*** DATA TO EXAMINE Section Begins ***

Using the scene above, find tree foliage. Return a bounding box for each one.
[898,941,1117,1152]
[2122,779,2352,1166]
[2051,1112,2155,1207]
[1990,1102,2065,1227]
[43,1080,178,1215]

*** DATA TO EXAMINE Section Ends ***

** THE TASK **
From the first line to the last, copy the data exactly.

** EXERCISE OUTPUT **
Using the scene above, find tree foliage. Return a bounding box for each one.
[898,941,1117,1152]
[2122,779,2352,1166]
[2051,1112,2155,1207]
[1990,1102,2065,1227]
[43,1080,178,1215]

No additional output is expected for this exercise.